[Task prompt]
Look through the entries below and return all lines including the word "pupil".

————————

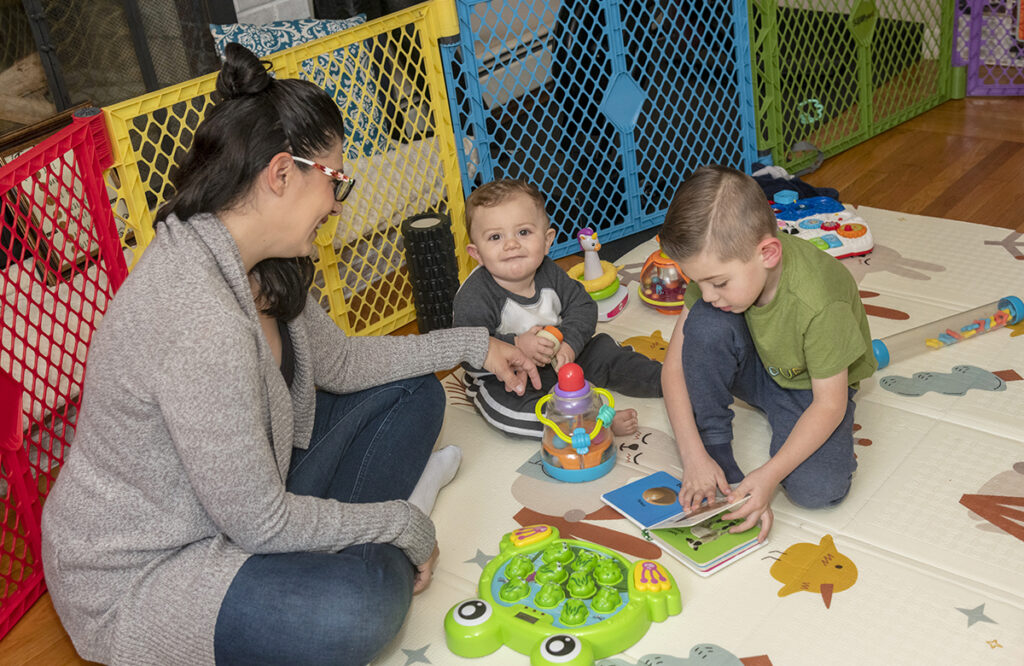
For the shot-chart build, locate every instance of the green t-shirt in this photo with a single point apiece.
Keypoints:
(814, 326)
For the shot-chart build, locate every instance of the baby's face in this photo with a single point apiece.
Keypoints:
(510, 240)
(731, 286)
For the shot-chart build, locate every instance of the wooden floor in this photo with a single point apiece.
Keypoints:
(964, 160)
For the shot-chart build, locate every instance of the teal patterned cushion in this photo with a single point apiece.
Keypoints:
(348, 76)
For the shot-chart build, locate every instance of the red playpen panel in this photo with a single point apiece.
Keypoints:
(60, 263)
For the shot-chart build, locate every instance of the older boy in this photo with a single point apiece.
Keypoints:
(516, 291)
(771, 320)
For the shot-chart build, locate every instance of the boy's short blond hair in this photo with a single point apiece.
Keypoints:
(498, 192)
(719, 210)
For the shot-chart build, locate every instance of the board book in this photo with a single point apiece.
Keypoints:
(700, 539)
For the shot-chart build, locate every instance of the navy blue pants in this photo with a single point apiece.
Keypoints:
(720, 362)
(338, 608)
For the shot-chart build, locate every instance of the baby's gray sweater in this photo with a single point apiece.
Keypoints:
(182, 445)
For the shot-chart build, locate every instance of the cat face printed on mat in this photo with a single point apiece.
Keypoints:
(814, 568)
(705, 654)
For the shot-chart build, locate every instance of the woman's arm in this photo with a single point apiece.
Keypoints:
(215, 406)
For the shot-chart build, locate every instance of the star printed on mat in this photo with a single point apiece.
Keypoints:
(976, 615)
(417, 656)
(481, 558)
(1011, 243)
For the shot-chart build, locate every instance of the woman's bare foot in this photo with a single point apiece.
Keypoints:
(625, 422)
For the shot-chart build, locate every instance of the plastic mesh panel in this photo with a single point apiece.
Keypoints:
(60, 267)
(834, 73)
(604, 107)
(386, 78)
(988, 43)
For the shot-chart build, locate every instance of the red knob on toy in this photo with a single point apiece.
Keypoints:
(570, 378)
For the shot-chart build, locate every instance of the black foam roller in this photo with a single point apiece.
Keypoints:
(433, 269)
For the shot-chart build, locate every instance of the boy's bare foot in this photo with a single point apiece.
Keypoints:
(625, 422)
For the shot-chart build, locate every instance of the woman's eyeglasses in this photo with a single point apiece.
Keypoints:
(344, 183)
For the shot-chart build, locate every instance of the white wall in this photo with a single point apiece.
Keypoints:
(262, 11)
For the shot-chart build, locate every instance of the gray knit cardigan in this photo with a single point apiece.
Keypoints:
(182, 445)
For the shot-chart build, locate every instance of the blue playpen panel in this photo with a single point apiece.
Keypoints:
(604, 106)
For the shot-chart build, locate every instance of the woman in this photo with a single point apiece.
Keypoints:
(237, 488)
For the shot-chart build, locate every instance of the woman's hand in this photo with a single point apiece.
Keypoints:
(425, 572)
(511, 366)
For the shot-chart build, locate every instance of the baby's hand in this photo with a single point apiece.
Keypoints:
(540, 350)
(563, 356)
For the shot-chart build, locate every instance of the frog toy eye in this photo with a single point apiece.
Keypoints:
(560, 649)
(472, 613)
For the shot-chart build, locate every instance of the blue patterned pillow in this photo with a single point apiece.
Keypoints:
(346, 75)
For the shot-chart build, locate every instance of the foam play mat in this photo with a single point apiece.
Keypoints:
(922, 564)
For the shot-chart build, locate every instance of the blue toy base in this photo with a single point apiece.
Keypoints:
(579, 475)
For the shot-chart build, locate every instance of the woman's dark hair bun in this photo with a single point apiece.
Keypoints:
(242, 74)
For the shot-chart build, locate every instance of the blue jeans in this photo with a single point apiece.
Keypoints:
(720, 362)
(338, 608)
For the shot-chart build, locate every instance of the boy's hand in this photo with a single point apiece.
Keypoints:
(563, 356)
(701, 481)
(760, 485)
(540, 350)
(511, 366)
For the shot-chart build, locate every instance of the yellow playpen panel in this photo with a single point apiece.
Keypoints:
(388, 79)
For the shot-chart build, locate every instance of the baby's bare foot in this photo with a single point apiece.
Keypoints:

————————

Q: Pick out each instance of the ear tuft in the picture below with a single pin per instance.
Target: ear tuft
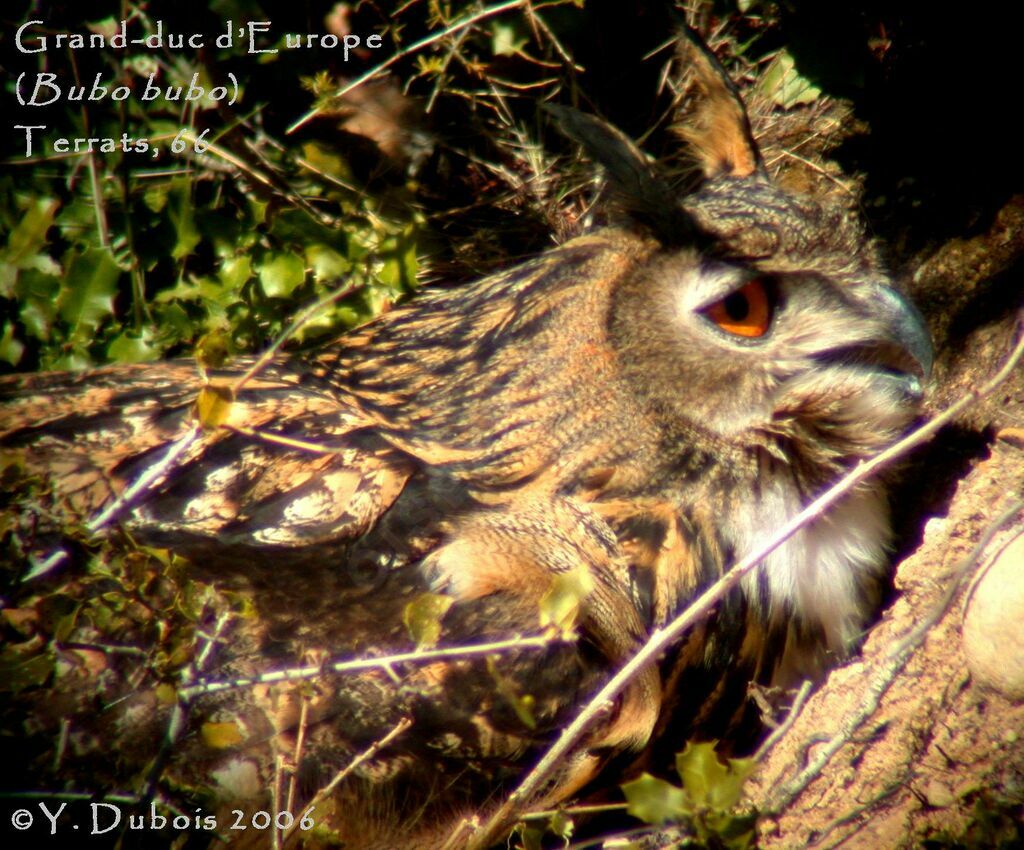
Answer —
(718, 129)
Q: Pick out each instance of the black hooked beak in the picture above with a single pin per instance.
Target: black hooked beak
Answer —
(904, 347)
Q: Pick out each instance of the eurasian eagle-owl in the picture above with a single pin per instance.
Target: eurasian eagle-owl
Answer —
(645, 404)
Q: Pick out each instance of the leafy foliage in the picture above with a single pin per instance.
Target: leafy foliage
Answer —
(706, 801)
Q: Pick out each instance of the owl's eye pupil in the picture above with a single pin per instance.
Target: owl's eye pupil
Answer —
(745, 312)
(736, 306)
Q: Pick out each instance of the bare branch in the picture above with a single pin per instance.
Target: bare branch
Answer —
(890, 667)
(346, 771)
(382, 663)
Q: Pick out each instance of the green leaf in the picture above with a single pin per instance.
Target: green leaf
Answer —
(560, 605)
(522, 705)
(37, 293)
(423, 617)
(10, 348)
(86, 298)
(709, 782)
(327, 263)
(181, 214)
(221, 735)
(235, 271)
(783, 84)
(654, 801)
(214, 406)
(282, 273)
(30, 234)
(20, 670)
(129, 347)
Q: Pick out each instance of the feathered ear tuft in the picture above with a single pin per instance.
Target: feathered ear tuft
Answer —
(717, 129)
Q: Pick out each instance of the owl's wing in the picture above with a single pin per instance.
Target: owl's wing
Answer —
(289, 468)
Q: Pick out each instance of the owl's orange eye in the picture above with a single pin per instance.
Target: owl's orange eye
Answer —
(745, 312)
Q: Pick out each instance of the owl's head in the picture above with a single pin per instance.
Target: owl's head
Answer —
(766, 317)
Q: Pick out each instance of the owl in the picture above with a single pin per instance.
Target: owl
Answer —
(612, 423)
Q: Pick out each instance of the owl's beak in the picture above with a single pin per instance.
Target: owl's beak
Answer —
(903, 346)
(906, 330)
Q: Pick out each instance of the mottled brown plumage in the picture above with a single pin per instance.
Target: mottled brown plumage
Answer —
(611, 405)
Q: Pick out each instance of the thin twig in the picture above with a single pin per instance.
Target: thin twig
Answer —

————————

[Answer to the problem]
Q: Pick out each instance of the owl's eye pupil in the picture above with a single pin per instance.
Target: owl's eye pupil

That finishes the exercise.